▶ [Instruction A]
Format the listing lines from the line with "Wildlife-count tagging: point out every instance of the horse's" up to and including the final line of the listing as a Markdown table with the columns Row and Line, leaving out any blank lines.

┌─ Supplied text

Posts Tagged 'good news'

For Dec. 25, 2014: Christmas Day (Christmas III)

The Reading                                                           Isaiah 52:7-10

Addressing ruined Jerusalem, the prophet Isaiah shows us the sentinels of Zion singing the good news of the Lord returning to redeem his people—all his people, to the ends of the earth. To the ends of the earth let us also repeat the sounding joy of Christmas, and live into it.

The Response                                                         Psalm 98

Isaiah 52:7-10 celebrates the Lord’s return to Zion and the salvation of God’s people. Psalm 98 resounds in response: the Lord has done astounding things, and the Lord’s victory is so obvious to all the earth that the very rivers and hills cry out for joy.

The Epistle                                                             Hebrews 1:1-12

The letter to the Hebrews, written to the church in Jerusalem, addresses Paul’s fellow Jews. To explain exactly who and what Jesus is, Paul cites Old Testament scriptures the Jews would know well. These scriptures refer to Jesus, the Son of God and the very being of God, who will remain after heaven and earth are gone.

└─
┌─ Data shown

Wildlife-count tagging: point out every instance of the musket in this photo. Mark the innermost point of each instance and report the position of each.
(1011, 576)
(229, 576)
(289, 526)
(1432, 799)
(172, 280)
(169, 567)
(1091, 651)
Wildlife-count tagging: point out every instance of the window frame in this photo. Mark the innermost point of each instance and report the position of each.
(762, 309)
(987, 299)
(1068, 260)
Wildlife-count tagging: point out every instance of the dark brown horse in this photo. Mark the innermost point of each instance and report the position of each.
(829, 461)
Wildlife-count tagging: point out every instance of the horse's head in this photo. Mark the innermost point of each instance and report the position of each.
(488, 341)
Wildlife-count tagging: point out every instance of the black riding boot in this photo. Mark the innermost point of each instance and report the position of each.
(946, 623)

└─

▶ [Instruction B]
Rewrite the Christmas Day notes from "Posts Tagged 'good" up to and including "out for joy.", putting "watchmen" in place of "sentinels".

▶ [Exercise response A]
| Row | Line |
|---|---|
| 1 | Wildlife-count tagging: point out every instance of the horse's head in this photo. Mark the innermost point of each instance and report the position of each. |
| 2 | (488, 341) |
| 3 | Wildlife-count tagging: point out every instance of the black riding boot in this photo. Mark the innermost point of each instance and report the position of each. |
| 4 | (946, 623) |

▶ [Exercise response B]
Posts Tagged 'good news'

For Dec. 25, 2014: Christmas Day (Christmas III)

The Reading                                                           Isaiah 52:7-10

Addressing ruined Jerusalem, the prophet Isaiah shows us the watchmen of Zion singing the good news of the Lord returning to redeem his people—all his people, to the ends of the earth. To the ends of the earth let us also repeat the sounding joy of Christmas, and live into it.

The Response                                                         Psalm 98

Isaiah 52:7-10 celebrates the Lord’s return to Zion and the salvation of God’s people. Psalm 98 resounds in response: the Lord has done astounding things, and the Lord’s victory is so obvious to all the earth that the very rivers and hills cry out for joy.